**Extracted data:**
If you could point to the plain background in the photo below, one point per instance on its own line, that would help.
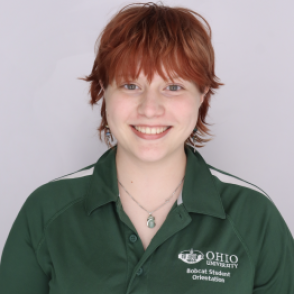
(48, 128)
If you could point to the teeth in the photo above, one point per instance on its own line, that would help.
(150, 130)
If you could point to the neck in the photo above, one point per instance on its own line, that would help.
(149, 182)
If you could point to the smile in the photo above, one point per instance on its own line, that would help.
(150, 133)
(150, 130)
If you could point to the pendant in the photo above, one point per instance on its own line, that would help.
(151, 221)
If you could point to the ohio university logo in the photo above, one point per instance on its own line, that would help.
(191, 256)
(212, 258)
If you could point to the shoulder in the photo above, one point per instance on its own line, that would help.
(51, 199)
(237, 190)
(250, 210)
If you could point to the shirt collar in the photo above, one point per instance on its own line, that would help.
(199, 192)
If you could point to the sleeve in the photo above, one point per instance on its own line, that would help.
(275, 264)
(20, 272)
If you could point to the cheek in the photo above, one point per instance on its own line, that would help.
(188, 111)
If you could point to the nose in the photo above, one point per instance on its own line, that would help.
(151, 104)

**Goal of the exercise:** Word-for-word repeat, images excluded: return all the data.

**Exercise answer:**
If you could point to the plain background in the photo below, one point per instance on its own line, that would help.
(48, 128)
If you could point to the teeth in the photo above, one point per instance on its own line, that would help.
(150, 130)
If you could point to the neck in the photo above, one point per instance on its own line, that would help.
(149, 182)
If you could point to the smile in the photo above, one point per instance on its own line, that would help.
(150, 133)
(150, 130)
If you could point to the pendant in the photo above, one point per instance on its own line, that would help.
(151, 221)
If you could point to the ohio university logo in the photo above, one point per instance on its own line, that would help.
(191, 256)
(212, 258)
If you could point to the shoulder in the photo above, one point per instance on its own line, that would help.
(51, 199)
(237, 190)
(250, 210)
If you could point to the shirt collar in the photo above, one point per instance on its own line, that would help.
(199, 192)
If you could point to the sleeve in the photo above, one point per instance on its own line, that would help.
(275, 264)
(20, 272)
If you could point to the cheek in the photo above, one point per instance on its own line, that would help.
(188, 111)
If you could point to the nose in the photo above, one point per instance on its own line, that would help.
(151, 104)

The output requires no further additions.